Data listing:

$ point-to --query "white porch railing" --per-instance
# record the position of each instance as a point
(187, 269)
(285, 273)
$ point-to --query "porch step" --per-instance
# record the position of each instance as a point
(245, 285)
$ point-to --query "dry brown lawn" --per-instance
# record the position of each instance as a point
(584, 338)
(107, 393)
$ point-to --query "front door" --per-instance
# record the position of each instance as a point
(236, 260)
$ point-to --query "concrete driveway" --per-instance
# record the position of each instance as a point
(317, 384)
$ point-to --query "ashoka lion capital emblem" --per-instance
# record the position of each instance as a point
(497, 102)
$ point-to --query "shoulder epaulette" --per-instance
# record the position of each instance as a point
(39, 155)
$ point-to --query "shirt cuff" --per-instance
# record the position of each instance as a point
==
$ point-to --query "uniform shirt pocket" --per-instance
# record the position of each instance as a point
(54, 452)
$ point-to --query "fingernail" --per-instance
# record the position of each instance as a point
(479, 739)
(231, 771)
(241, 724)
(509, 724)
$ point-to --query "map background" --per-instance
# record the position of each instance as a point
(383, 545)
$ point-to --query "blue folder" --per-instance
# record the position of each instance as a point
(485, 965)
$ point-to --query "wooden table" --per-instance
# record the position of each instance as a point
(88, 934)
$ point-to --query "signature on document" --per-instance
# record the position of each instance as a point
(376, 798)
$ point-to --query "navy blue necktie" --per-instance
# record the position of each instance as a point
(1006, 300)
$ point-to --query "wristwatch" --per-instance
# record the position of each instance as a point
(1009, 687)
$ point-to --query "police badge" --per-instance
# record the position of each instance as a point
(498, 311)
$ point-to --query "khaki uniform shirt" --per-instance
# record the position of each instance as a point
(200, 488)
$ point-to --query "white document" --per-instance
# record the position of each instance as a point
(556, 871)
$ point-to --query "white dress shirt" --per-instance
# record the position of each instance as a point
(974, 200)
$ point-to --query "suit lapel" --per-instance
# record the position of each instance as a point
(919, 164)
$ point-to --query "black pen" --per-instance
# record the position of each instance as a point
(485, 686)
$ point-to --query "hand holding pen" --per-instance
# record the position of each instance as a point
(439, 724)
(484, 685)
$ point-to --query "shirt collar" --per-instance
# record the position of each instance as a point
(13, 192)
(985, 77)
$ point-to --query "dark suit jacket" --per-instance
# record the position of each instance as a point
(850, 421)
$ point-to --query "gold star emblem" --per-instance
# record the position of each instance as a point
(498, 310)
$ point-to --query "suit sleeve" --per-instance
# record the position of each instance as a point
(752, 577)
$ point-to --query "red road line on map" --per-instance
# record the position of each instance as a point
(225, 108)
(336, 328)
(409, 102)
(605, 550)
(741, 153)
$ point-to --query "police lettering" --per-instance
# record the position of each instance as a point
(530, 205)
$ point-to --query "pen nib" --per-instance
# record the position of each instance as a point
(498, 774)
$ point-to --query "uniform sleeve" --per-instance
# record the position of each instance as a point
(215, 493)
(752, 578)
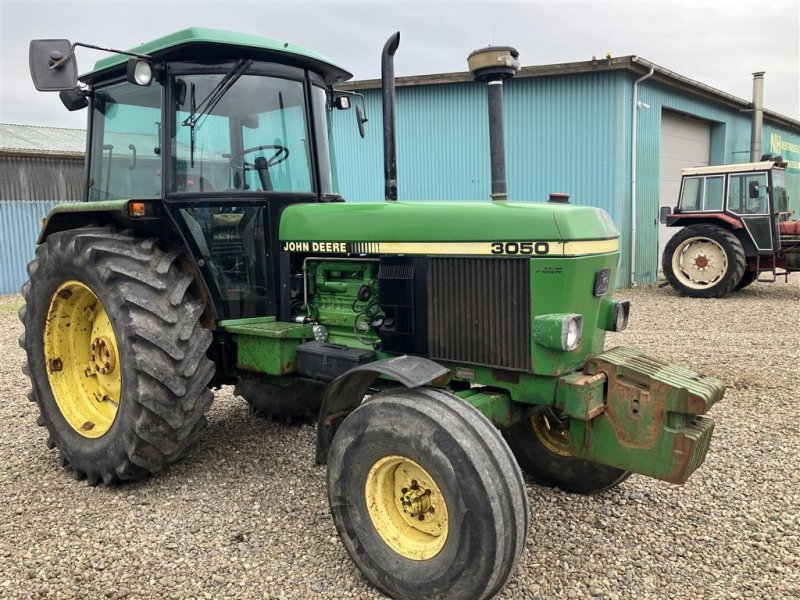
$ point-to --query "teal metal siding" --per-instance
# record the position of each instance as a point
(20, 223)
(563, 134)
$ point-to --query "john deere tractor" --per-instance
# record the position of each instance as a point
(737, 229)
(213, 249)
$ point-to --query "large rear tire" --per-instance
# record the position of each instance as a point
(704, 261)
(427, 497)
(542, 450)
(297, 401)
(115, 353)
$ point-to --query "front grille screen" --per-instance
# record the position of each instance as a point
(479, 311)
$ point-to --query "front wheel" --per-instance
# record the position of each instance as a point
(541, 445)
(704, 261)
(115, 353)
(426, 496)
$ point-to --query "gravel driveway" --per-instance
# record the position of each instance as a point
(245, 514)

• _Task instructions_:
Which lines in the data above contain the word "porch"? Gather every one of them, treating uppercase and lowercase as different.

• _Result of this task_:
$ point-to --query "white porch railing" --per-instance
$ point-to --query "porch step" --per-instance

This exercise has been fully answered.